**Exercise instructions:**
Could you print every record below exactly as it appears?
------ Data for the task ------
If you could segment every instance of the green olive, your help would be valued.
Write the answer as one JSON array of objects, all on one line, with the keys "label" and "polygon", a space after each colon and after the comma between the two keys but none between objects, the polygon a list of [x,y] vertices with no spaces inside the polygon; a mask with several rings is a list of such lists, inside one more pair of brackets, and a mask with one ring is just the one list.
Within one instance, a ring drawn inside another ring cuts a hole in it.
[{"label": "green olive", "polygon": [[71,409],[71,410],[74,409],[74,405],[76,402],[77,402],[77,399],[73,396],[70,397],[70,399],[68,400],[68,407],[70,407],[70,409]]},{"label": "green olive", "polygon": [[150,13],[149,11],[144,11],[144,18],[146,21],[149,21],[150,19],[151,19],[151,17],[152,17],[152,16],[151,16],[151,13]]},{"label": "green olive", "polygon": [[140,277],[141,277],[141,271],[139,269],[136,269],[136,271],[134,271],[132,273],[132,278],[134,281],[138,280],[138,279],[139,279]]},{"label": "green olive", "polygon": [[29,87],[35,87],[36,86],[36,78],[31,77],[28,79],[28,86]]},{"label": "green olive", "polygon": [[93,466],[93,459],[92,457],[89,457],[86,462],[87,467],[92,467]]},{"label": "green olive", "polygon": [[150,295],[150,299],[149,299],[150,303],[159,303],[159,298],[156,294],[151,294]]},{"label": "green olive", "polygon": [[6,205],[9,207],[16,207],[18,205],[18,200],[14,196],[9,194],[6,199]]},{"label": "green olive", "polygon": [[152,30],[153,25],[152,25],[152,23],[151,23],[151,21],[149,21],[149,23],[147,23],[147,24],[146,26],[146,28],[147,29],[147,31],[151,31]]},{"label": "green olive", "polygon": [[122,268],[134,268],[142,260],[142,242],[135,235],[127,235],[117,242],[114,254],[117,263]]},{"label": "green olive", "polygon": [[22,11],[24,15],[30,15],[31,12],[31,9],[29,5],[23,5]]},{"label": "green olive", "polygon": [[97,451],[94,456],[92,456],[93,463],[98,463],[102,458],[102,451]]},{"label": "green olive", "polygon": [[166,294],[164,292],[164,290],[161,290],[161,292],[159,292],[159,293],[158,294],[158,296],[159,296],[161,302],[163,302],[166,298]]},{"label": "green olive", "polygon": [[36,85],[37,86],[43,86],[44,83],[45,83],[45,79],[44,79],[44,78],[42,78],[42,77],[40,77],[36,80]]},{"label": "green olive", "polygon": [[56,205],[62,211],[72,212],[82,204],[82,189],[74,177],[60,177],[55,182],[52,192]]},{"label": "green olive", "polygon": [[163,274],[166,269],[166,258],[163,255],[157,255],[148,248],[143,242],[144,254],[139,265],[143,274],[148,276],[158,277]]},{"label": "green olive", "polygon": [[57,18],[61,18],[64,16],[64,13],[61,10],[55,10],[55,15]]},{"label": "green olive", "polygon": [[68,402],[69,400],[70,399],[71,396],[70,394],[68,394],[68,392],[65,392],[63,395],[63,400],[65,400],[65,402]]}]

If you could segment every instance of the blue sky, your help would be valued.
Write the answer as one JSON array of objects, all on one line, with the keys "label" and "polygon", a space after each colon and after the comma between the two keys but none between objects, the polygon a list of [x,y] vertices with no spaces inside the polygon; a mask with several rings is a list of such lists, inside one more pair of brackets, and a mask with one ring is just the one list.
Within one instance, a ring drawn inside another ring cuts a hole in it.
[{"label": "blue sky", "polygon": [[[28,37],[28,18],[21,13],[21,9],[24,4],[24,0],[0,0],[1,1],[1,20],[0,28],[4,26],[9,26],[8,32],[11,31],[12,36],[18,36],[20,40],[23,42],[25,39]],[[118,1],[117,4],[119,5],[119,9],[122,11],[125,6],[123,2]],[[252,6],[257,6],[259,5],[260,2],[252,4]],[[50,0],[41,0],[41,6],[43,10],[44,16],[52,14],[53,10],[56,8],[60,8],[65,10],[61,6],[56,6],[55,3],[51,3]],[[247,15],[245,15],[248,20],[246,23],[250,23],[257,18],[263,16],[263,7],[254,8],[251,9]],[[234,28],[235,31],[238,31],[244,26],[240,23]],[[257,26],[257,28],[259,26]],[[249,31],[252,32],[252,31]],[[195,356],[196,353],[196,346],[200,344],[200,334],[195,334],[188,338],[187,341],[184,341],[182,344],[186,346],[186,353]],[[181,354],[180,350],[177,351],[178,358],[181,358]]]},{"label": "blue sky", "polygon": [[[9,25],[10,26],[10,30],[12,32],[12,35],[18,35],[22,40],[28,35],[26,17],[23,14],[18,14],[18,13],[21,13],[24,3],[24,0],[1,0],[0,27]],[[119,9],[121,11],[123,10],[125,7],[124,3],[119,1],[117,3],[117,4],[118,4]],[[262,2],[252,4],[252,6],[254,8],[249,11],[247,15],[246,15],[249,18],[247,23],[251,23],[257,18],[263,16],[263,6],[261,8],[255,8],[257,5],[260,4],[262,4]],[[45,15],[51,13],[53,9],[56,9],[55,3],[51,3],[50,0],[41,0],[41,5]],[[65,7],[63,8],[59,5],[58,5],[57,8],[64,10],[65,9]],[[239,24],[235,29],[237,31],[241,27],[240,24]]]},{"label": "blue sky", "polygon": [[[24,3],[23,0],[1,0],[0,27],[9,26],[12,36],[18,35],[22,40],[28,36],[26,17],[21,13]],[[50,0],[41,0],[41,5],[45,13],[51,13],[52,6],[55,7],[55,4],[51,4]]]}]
------
**Complete output:**
If you could segment every instance of the green olive, your help would be valued.
Write the answer as one JSON array of objects, all on one line, with the keys "label" and "polygon", a space after each colon and after the comma between the two keys but none between objects, the polygon a list of [x,y] vertices with no spaces inside the polygon; a mask with several rings is a list of such lists, inside one more pair of brackets, and a mask with one ring is just the one list.
Within one instance, a ring drawn inside another ring cuts a hole in it.
[{"label": "green olive", "polygon": [[71,409],[71,410],[74,409],[74,405],[76,402],[77,402],[77,399],[73,396],[70,397],[70,399],[68,400],[68,407],[70,407],[70,409]]},{"label": "green olive", "polygon": [[150,13],[149,11],[144,11],[144,18],[146,21],[149,21],[150,19],[151,19],[151,17],[152,17],[152,16],[151,16],[151,13]]},{"label": "green olive", "polygon": [[140,277],[141,277],[141,271],[139,269],[136,269],[136,271],[134,271],[132,273],[132,278],[134,281],[138,280],[138,279],[139,279]]},{"label": "green olive", "polygon": [[29,87],[35,87],[36,86],[36,78],[31,77],[28,79],[28,86]]},{"label": "green olive", "polygon": [[93,466],[93,459],[92,457],[89,457],[86,462],[87,467],[92,467]]},{"label": "green olive", "polygon": [[150,295],[150,299],[149,299],[150,303],[159,303],[159,298],[156,294],[151,294]]},{"label": "green olive", "polygon": [[6,205],[9,207],[16,207],[18,205],[18,200],[14,196],[9,194],[6,199]]},{"label": "green olive", "polygon": [[152,30],[153,25],[152,25],[152,23],[151,23],[151,21],[149,21],[149,23],[147,23],[147,24],[146,26],[146,28],[147,29],[147,31],[151,31]]},{"label": "green olive", "polygon": [[122,268],[134,268],[142,260],[142,242],[135,235],[127,235],[117,242],[114,254],[117,263]]},{"label": "green olive", "polygon": [[22,11],[24,15],[30,15],[31,12],[31,9],[29,5],[23,5]]},{"label": "green olive", "polygon": [[97,451],[94,456],[92,456],[93,463],[98,463],[102,458],[102,451]]},{"label": "green olive", "polygon": [[166,294],[164,292],[164,290],[161,290],[161,292],[159,292],[159,293],[158,294],[158,296],[159,296],[161,302],[163,302],[166,298]]},{"label": "green olive", "polygon": [[36,85],[37,86],[43,86],[44,83],[45,83],[45,79],[44,79],[44,78],[42,78],[42,77],[40,77],[36,80]]},{"label": "green olive", "polygon": [[56,205],[62,211],[72,212],[82,204],[82,189],[74,177],[60,177],[55,182],[52,192]]},{"label": "green olive", "polygon": [[163,274],[166,269],[166,258],[163,255],[157,255],[148,248],[143,242],[144,254],[139,265],[143,274],[148,276],[158,277]]},{"label": "green olive", "polygon": [[57,18],[61,18],[64,16],[64,13],[61,10],[55,10],[55,15]]},{"label": "green olive", "polygon": [[68,402],[69,400],[70,399],[71,396],[70,394],[68,394],[68,392],[65,392],[63,395],[63,400],[65,400],[65,402]]}]

If you could segment every instance of the blue sky, your help would be valued.
Write the answer as one JSON array of objects, all on one line, with the keys "label" and "polygon", a space after each colon and after the comma between the two keys but none between objects, the polygon a list of [x,y] vertices with no spaces inside the polygon; a mask with several rings is a list of such lists, inside one more pair of brackets, and a mask with one ring is just the one list.
Within one instance, a ring drawn inside another ring cuts a hole in it.
[{"label": "blue sky", "polygon": [[[28,37],[28,18],[21,13],[21,9],[24,4],[24,0],[0,0],[1,1],[1,20],[0,28],[4,26],[9,26],[8,32],[11,31],[12,36],[18,36],[20,40],[23,42],[25,39]],[[118,1],[117,4],[119,5],[119,9],[122,11],[125,6],[123,2]],[[252,6],[257,6],[259,5],[260,2],[252,4]],[[50,0],[41,0],[41,6],[43,10],[44,16],[52,14],[53,10],[56,8],[60,8],[65,10],[61,6],[56,6],[55,3],[51,3]],[[247,15],[245,15],[248,20],[246,23],[250,23],[257,18],[263,16],[263,7],[254,8],[251,9]],[[234,28],[235,31],[238,31],[244,26],[240,23]],[[257,26],[257,28],[259,26]],[[249,31],[252,32],[252,31]],[[195,356],[196,353],[196,346],[200,344],[200,334],[195,334],[188,338],[187,341],[184,341],[182,344],[186,346],[186,353]],[[181,354],[180,350],[177,351],[178,358],[181,358]]]},{"label": "blue sky", "polygon": [[[9,25],[10,26],[10,30],[12,32],[12,35],[18,35],[22,40],[28,35],[26,17],[23,14],[18,14],[18,13],[21,13],[24,3],[24,0],[1,0],[0,27]],[[119,9],[121,11],[123,10],[125,7],[124,3],[119,1],[117,3],[117,4],[118,4]],[[262,2],[252,4],[252,6],[254,8],[249,11],[247,15],[246,15],[249,18],[247,23],[251,23],[257,18],[263,16],[263,6],[261,8],[255,8],[257,5],[260,4],[262,4]],[[45,15],[51,13],[53,9],[56,9],[55,3],[51,3],[50,0],[41,0],[41,5]],[[65,7],[63,8],[59,5],[58,5],[57,8],[64,10],[65,9]],[[239,24],[235,29],[237,31],[241,27],[240,24]]]},{"label": "blue sky", "polygon": [[[24,3],[23,0],[1,0],[0,27],[9,26],[12,36],[18,35],[22,40],[28,36],[26,17],[21,13]],[[50,0],[41,0],[41,5],[45,13],[51,13],[52,6],[55,7],[55,4],[51,4]]]}]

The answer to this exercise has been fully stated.